## Text
-- START --

United States District Court, D. Arizona

February 11, 2016

Johnny G. Woods, Jr. Plaintiff,
Arizona Department of Public Safety, et al., Defendants.



At issue is the Report and Recommendation (“R&R”) (Doc. 85) submitted by United States Magistrate Judge Fine recommending that the Court grant summary judgment for Defendants as to all but one of the remaining claims in Plaintiff’s Complaint. Defendants timely filed an Objection to Judge Fine’s recommendation that one claim should survive summary judgment (Doc. 86). Plaintiff timely filed a Response to Defendants’ Objection (Doc. 88). For the reasons set forth below, the Court will grant Defendants’ Motion for Summary Judgment (Doc. 74).

The R&R recommends entry of summary judgment for Defendants on Plaintiff’s claim of unlawful seizure in Count One; his claim for false arrest in Count Four; and his claim for unlawful seizure of his vehicle in Count Five.[1] Plaintiff did not file any objections, timely or otherwise, to these recommendations, and in fact, in his Response to Defendants’ Objection, states that he “hereby AGREE[s] with the Report and Recommendation issued January 4, 2016, by Magistrate Judge.” (Doc. 88 at 1.) Although by virtue of Plaintiff’s agreement with the Judge Fine’s recommendations concerning Counts One, Four and Five, the Court need not review those recommendations, it nonetheless has conducted such a review and concludes that the R&R is correct regarding those counts. The Court therefore will grant summary judgment on Counts One, Four and Five of the Complaint.

The R&R also recommends denial of summary judgment on Plaintiff’s excessive force claim in Count Three of the Complaint. The Court will reject that recommendation and will grant Defendants’ Motion for Summary Judgment as to Count Three for the reasons set forth below. In so doing, the Court also adopts in whole sections I (Background), II (Standard for Granting or Denying a Motion for Summary Judgment), III (Facts for Purposes of this Motion), IV.A (Analysis - Traffic Stop and Arrest) and IV.C (Analysis - Towing/impounding of the Vehicle) of the R&R. The Court therefore will not repeat here in detail the information contained in these sections of the R&R.

-- END --

## Complete the following
- A) Answer these questions from the court order:
(i) What document number does the Report and Recommendation carry?
(ii) On which count does the Report and Recommendation recommend denying summary judgment?
(iii) On what date does Plaintiff say the Report and Recommendation was issued?
- B) Please print the part of the court order starting with "Johnny G. Woods, Jr." and going on through "Judgment (Doc. 74).".
The records after this point are separate material and have no connection to the court order.

## Dataset records
-- START --

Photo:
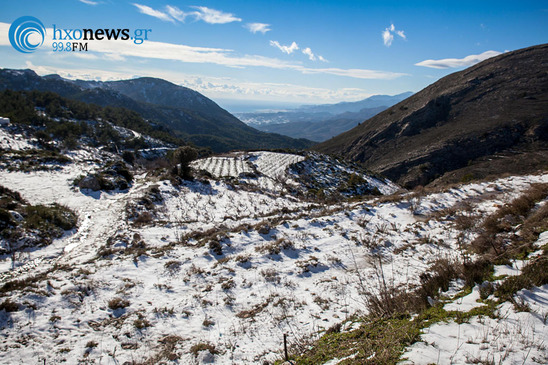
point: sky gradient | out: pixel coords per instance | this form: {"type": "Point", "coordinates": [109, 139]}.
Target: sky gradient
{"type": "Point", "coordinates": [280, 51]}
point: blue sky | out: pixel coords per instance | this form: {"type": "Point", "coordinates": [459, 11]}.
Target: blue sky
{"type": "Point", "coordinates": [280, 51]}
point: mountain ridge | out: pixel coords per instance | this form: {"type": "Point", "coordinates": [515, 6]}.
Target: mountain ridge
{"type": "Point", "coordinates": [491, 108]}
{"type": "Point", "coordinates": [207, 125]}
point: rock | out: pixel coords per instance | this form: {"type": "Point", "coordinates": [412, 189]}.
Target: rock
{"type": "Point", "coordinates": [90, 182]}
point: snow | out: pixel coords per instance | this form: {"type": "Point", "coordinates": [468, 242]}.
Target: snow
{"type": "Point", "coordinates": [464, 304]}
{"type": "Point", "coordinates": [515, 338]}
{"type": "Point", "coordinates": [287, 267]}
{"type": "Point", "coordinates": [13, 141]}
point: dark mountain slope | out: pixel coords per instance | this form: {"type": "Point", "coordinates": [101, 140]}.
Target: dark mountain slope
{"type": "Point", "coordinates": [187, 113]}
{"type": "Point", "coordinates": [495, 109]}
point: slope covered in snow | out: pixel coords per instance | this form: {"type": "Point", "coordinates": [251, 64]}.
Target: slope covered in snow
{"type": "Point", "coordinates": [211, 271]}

-- END --
-- START --

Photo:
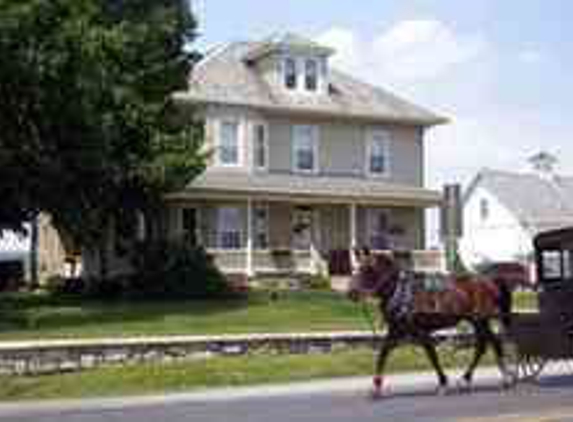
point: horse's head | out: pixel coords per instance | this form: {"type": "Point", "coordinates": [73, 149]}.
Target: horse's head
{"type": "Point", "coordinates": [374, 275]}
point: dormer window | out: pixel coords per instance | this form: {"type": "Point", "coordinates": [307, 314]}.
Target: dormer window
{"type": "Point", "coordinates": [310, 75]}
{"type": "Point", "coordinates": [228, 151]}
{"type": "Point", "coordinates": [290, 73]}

-- END --

## Results for the exercise
- A)
(i) Doc. 85
(ii) Count Three, the excessive force claim
(iii) January 4, 2016

- B)
Johnny G. Woods, Jr. Plaintiff,
Arizona Department of Public Safety, et al., Defendants.



At issue is the Report and Recommendation (“R&R”) (Doc. 85) submitted by United States Magistrate Judge Fine recommending that the Court grant summary judgment for Defendants as to all but one of the remaining claims in Plaintiff’s Complaint. Defendants timely filed an Objection to Judge Fine’s recommendation that one claim should survive summary judgment (Doc. 86). Plaintiff timely filed a Response to Defendants’ Objection (Doc. 88). For the reasons set forth below, the Court will grant Defendants’ Motion for Summary Judgment (Doc. 74).